SOURCE TEXT =>
=== Section Start ===

The Romans, Mayans and other ancient civilisations used water and gravity to skilfully move sewerage away from populations for all the acceptable reasons.
The W.H.O. has noted that these days “upward of 10% of food produced worldwide is produced at the end of a sewerage pipe”. Why? Because the available nutrients from sewerage is often more and better than the surrounding available farming land. This, despite the obvious toxins, heavy metals and diseases, abundantly available in most sewerage.
In the mid-19th century, the chief engineer to London’s Metropolitan Board of Works, Joseph Bazalgette, observed the sewerage in streets and the Thames River and associated this with the terrible recurring epidemics of cholera, death and stench throughout the London area. “The Great Stink of London” was so overwhelming near the Thames that even Parliament had to be suspended for a time. Between 1853 – 1854 more than 10,000 Londoner’s died of cholera, and this triggered the previously reluctant Parliament to pass legislation that allowed Joseph and the Metropolitan Board to commence work on a sewer system and street improvements for all of London.
As I understand it, Bazalgette designed and over-saw the massive construction of in-ground sewerage pipes draining downwards from streets in suburbs to a major system of massive tunnels directing the gravitating sewerage alongside the Thames to a point close enough to the ocean that the incoming tide would not return the waste back upstream. Though not perfect it worked better than streets full of disease and filth. By 1866 his sewerage system extended to most of London.

=== Section End ===

Stored data
=== Section Start ===

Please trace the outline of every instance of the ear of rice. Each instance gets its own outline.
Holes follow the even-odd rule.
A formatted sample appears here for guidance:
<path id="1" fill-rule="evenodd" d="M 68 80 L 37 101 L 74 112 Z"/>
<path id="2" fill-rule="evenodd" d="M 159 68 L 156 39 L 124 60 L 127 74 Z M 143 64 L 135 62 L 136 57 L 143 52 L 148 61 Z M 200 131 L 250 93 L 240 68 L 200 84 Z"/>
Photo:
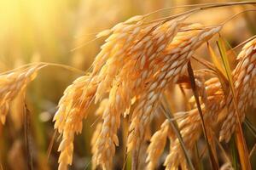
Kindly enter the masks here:
<path id="1" fill-rule="evenodd" d="M 256 39 L 248 42 L 237 56 L 239 62 L 233 71 L 234 86 L 238 112 L 241 121 L 245 117 L 245 112 L 249 105 L 253 105 L 254 91 L 254 76 L 256 74 Z M 232 102 L 232 94 L 227 99 L 228 115 L 222 125 L 219 139 L 228 142 L 236 127 L 235 107 Z"/>
<path id="2" fill-rule="evenodd" d="M 10 102 L 37 76 L 45 65 L 35 65 L 0 75 L 0 120 L 4 124 Z"/>

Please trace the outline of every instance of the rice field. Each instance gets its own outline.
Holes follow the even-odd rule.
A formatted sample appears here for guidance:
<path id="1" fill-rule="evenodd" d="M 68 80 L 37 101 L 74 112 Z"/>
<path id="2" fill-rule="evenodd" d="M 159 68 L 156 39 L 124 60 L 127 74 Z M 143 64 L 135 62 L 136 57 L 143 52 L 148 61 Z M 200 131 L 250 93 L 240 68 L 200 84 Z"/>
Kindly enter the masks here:
<path id="1" fill-rule="evenodd" d="M 0 1 L 0 169 L 256 168 L 255 1 Z"/>

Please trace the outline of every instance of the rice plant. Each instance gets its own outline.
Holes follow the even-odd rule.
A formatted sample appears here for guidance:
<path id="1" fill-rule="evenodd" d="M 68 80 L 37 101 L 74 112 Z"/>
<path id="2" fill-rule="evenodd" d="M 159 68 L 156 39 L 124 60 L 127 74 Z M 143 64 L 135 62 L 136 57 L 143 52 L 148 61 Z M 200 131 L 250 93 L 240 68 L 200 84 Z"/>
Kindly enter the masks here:
<path id="1" fill-rule="evenodd" d="M 103 39 L 87 71 L 38 61 L 2 72 L 1 122 L 5 124 L 12 102 L 20 98 L 26 160 L 32 169 L 33 110 L 26 90 L 41 71 L 64 68 L 81 76 L 64 90 L 50 127 L 57 133 L 52 135 L 48 152 L 38 156 L 49 162 L 57 150 L 53 168 L 73 166 L 76 134 L 94 127 L 92 169 L 253 169 L 255 145 L 249 149 L 245 133 L 249 129 L 255 137 L 247 115 L 256 104 L 256 37 L 250 35 L 235 47 L 223 31 L 234 20 L 255 13 L 255 5 L 201 3 L 135 15 L 73 48 Z M 185 9 L 157 17 L 180 8 Z M 212 9 L 218 14 L 219 8 L 236 8 L 240 10 L 218 23 L 194 21 Z M 89 117 L 95 118 L 93 123 L 84 122 Z"/>

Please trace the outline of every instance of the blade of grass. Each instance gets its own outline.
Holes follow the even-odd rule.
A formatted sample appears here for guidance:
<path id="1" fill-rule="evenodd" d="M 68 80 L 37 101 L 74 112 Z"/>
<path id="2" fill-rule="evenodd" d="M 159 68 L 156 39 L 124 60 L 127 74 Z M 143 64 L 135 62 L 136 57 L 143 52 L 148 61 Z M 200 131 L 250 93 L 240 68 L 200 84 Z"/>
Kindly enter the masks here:
<path id="1" fill-rule="evenodd" d="M 236 141 L 234 139 L 234 136 L 231 138 L 230 139 L 230 150 L 231 150 L 231 156 L 232 156 L 232 167 L 234 167 L 235 170 L 239 169 L 238 167 L 238 154 L 237 154 L 237 150 L 236 148 Z"/>
<path id="2" fill-rule="evenodd" d="M 250 151 L 249 158 L 252 158 L 252 156 L 253 156 L 253 155 L 255 150 L 256 150 L 256 144 L 254 144 L 254 145 L 253 145 L 252 150 Z"/>
<path id="3" fill-rule="evenodd" d="M 25 123 L 24 123 L 24 133 L 25 133 L 25 144 L 26 144 L 26 152 L 27 156 L 27 168 L 29 170 L 33 169 L 33 160 L 32 160 L 32 132 L 31 132 L 31 114 L 28 110 L 26 104 L 24 105 L 24 114 L 25 114 Z"/>
<path id="4" fill-rule="evenodd" d="M 199 150 L 198 150 L 198 146 L 197 146 L 197 143 L 195 143 L 195 168 L 198 170 L 201 170 L 202 169 L 202 162 L 201 161 L 201 157 L 199 156 Z"/>
<path id="5" fill-rule="evenodd" d="M 249 129 L 249 131 L 252 133 L 253 136 L 256 138 L 256 128 L 253 127 L 253 125 L 250 122 L 247 117 L 245 118 L 245 125 Z"/>
<path id="6" fill-rule="evenodd" d="M 204 136 L 205 136 L 205 139 L 206 139 L 207 146 L 207 149 L 208 149 L 208 153 L 210 155 L 212 167 L 212 169 L 217 170 L 217 169 L 218 169 L 218 161 L 215 159 L 215 156 L 213 156 L 212 150 L 210 146 L 210 143 L 209 143 L 209 140 L 208 140 L 208 136 L 207 136 L 207 129 L 206 129 L 206 126 L 205 126 L 204 117 L 203 117 L 202 110 L 201 110 L 201 105 L 200 105 L 199 94 L 198 94 L 198 91 L 197 91 L 195 82 L 194 71 L 193 71 L 190 61 L 189 61 L 189 63 L 188 63 L 188 72 L 189 72 L 189 78 L 190 78 L 191 88 L 192 88 L 192 91 L 193 91 L 193 94 L 194 94 L 194 96 L 195 96 L 195 103 L 196 103 L 197 109 L 198 109 L 198 112 L 199 112 L 200 116 L 201 116 L 203 133 L 204 133 Z"/>
<path id="7" fill-rule="evenodd" d="M 231 70 L 230 66 L 229 64 L 228 60 L 228 56 L 227 56 L 227 51 L 224 46 L 224 42 L 223 38 L 220 37 L 218 41 L 217 42 L 218 50 L 220 52 L 221 59 L 225 69 L 225 72 L 229 80 L 230 87 L 231 89 L 231 94 L 232 94 L 232 102 L 236 109 L 236 121 L 238 122 L 238 129 L 237 133 L 236 133 L 236 145 L 239 152 L 239 156 L 240 156 L 240 161 L 243 170 L 250 170 L 251 169 L 251 165 L 250 165 L 250 160 L 247 153 L 247 147 L 245 142 L 245 139 L 243 138 L 243 133 L 242 129 L 241 127 L 241 122 L 240 122 L 240 118 L 239 118 L 239 113 L 238 113 L 238 109 L 237 109 L 237 105 L 236 105 L 236 95 L 235 95 L 235 88 L 234 88 L 234 84 L 233 84 L 233 80 L 232 80 L 232 74 L 231 74 Z"/>
<path id="8" fill-rule="evenodd" d="M 183 149 L 183 151 L 184 153 L 184 156 L 185 156 L 185 158 L 186 158 L 186 161 L 187 161 L 187 164 L 189 165 L 189 168 L 190 170 L 195 170 L 195 167 L 193 166 L 193 163 L 192 163 L 192 161 L 191 159 L 189 158 L 189 152 L 185 147 L 185 144 L 183 143 L 183 138 L 182 138 L 182 135 L 181 133 L 179 133 L 179 130 L 178 130 L 178 127 L 177 127 L 177 124 L 175 121 L 172 121 L 174 119 L 171 110 L 170 110 L 170 108 L 168 107 L 168 105 L 167 105 L 167 101 L 166 101 L 166 99 L 165 97 L 163 97 L 163 101 L 165 102 L 165 105 L 166 107 L 164 106 L 163 103 L 161 103 L 160 105 L 160 108 L 163 110 L 163 112 L 165 114 L 165 116 L 166 116 L 166 118 L 168 119 L 175 134 L 177 135 L 178 140 L 179 140 L 179 143 L 181 144 L 181 147 Z"/>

=== Section End ===

REQUIRED ACTIONS =>
#1 Answer from the passage on sewerage history:
(a) According to the W.H.O., what share of food produced worldwide is produced at the end of a sewerage pipe?
(b) How many Londoners died of cholera between 1853 and 1854?
(c) By what year did Bazalgette's sewerage system extend to most of London?
#2 Write out the portion of the passage on sewerage history starting at "As I understand" and ending at "most of London.", word for word.
Work only from the passage on sewerage history.

ANSWER SECTION =>
#1
(a) Upward of 10%.
(b) More than 10,000.
(c) 1866.

#2
As I understand it, Bazalgette designed and over-saw the massive construction of in-ground sewerage pipes draining downwards from streets in suburbs to a major system of massive tunnels directing the gravitating sewerage alongside the Thames to a point close enough to the ocean that the incoming tide would not return the waste back upstream. Though not perfect it worked better than streets full of disease and filth. By 1866 his sewerage system extended to most of London.